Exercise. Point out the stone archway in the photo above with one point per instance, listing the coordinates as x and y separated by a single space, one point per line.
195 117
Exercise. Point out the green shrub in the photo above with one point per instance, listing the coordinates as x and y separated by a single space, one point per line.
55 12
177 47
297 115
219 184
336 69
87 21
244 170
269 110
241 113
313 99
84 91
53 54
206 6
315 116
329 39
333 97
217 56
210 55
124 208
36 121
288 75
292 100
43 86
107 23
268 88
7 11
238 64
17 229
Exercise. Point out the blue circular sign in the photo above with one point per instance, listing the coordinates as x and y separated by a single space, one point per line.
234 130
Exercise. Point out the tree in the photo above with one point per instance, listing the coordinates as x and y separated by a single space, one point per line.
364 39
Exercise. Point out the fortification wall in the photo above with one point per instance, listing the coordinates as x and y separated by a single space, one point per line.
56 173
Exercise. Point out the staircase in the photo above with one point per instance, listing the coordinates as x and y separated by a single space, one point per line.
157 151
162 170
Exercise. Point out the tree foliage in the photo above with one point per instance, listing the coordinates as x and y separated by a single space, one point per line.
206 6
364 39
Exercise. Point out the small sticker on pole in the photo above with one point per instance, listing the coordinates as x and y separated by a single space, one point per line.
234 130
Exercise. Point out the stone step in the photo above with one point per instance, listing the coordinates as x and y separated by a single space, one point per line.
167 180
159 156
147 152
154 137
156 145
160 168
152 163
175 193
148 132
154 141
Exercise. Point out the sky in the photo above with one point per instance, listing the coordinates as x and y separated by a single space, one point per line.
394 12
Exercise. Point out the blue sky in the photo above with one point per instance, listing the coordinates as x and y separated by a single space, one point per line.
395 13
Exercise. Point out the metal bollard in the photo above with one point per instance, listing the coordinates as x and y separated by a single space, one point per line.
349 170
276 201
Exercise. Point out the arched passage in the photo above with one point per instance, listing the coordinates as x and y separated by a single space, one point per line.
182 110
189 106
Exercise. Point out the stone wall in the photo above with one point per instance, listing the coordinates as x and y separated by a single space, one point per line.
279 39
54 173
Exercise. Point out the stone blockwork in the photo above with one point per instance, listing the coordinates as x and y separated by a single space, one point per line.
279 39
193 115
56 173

________

◆ Problem to work on
Format the entries above as a two-column CSV with the header row "prompt,points". Give one row per entry, holding its text and its answer, each in a single quoted field, with line breaks replaced by spaces.

◆ Solution for this problem
prompt,points
"Exercise. Point out the stone archway in the photo above with one point per instance, listing the coordinates as x and y separated by a single space, one point per line.","195 117"
"Exercise. Point out the green shrub in the photo above with one point per instance, listing the coordinates as x and y separated by a single space, one point per line.","55 12 177 47 297 115 219 184 336 69 87 21 244 170 269 110 241 113 313 99 84 91 53 54 206 6 315 116 329 39 333 97 217 56 210 55 124 208 36 121 288 75 292 100 43 86 107 23 268 88 7 11 238 64 17 229"
"Exercise. Point out the blue circular sign in the photo above with one point per instance, listing the coordinates as x and y separated by a single space, one point per line.","234 130"
"Exercise. Point out the tree in the photo above with one point per instance, listing the coordinates as x and y separated by a single space, one point per line.","364 39"
"Exercise. Point out the fortification wall in the photo above with one point per instance, listing the coordinates as x and y separated by a single space, one point per line.","56 173"
"Exercise. Point out the staircase in the photo above with one point per instance, listing the coordinates as x and y separated by a single space, one point per line.","157 151 162 170"
"Exercise. Point out the tree foliage in the photo above with one point per instance, listing the coordinates as x and y separated by a single space, one point per line.","206 6 364 39"
"Exercise. Point out the small sticker on pole in the photo above with one point per instance, listing the coordinates as x and y separated by a single space, one point per line.","234 130"
"Exercise. Point out the stone step in the photo above with one point per instance, listing the coordinates as x and y separated by a single space, one point per line.","167 180 159 156 147 152 154 137 156 145 160 168 152 163 175 193 148 132 154 141"
"Exercise. Point out the sky in the photo above with one point per instance, listing the coordinates as x and y separated by a single space, one point per line.","394 12"
"Exercise. Point out the blue sky in the photo above with one point per instance, listing the coordinates as x and y separated by a single space, one point per line.","395 13"
"Exercise. Point out the metal bollard in the photo above with one point per instance, listing the coordinates as x and y separated by a single space, one point per line.","349 170 276 201"
"Exercise. Point out the arched passage in the photo above with one point per instance, listing the coordinates as x and y separated by a single space, one point per line.","182 110 189 106"
"Exercise. Point out the stone wall in the photo above with one point per instance, listing the coordinates as x and y separated by a single space, one point per line.","279 39 54 173"
"Exercise. Point out the stone blockwork in the photo above with one point per instance, listing the coordinates as x and y separated by a single space, one point per line.","279 39 193 115 56 173"